=== DESCRIPTION OF THE TASK ===
Narrow the data below down to the lines containing "formatted".

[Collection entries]
_ _ _ _ _

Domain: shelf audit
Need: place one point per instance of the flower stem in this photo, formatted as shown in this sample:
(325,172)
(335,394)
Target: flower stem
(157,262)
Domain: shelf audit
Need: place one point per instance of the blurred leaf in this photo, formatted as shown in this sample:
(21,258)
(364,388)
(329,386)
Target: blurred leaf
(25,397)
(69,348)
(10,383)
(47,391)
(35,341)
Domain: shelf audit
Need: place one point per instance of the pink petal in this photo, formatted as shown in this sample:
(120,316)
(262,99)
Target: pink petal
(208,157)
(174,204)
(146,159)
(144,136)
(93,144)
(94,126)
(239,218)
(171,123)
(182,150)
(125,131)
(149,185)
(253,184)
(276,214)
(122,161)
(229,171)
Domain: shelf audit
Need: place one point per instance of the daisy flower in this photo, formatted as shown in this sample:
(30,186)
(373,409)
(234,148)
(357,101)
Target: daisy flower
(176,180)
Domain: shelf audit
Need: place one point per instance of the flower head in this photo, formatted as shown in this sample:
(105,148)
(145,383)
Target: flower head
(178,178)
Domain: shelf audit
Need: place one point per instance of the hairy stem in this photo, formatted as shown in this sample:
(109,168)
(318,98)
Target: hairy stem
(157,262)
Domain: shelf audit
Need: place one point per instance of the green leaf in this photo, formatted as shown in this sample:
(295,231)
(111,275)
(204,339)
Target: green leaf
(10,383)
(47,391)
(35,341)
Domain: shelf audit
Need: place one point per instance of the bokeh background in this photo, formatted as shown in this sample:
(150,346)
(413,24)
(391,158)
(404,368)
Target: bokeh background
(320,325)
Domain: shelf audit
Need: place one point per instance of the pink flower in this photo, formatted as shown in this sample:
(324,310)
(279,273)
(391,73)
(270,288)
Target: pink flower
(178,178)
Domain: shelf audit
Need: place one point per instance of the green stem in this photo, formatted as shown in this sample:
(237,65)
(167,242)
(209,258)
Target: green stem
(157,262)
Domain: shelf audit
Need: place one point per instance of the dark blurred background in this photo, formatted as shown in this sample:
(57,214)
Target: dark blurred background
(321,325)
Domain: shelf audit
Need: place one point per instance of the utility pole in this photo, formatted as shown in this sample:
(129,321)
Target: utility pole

_ _ _ _ _

=== TASK OUTPUT ===
Need: place one point per instance of the flower stem in this photo, formatted as shown in this sample:
Need: place one point per instance of the blurred leaf in this photo, formatted as shown in this sample:
Need: place one point per instance of the pink petal in this photo, formatted as shown in this sample:
Need: place one point per instance of the daisy flower in this photo, formatted as shown in this sample:
Need: place one point per instance of the flower head in this photo, formatted as shown in this sample:
Need: place one point per instance of the hairy stem in this photo, formatted as shown in this sample:
Need: place one point per instance of the green leaf in this photo, formatted as shown in this sample:
Need: place one point per instance of the bokeh background in this photo, formatted as shown in this sample:
Need: place one point per instance of the pink flower in this photo, formatted as shown in this sample:
Need: place one point per instance of the green stem in this photo, formatted as shown in this sample:
Need: place one point per instance of the dark blurred background in this photo, formatted as shown in this sample:
Need: place one point per instance of the utility pole in this photo, formatted as shown in this sample:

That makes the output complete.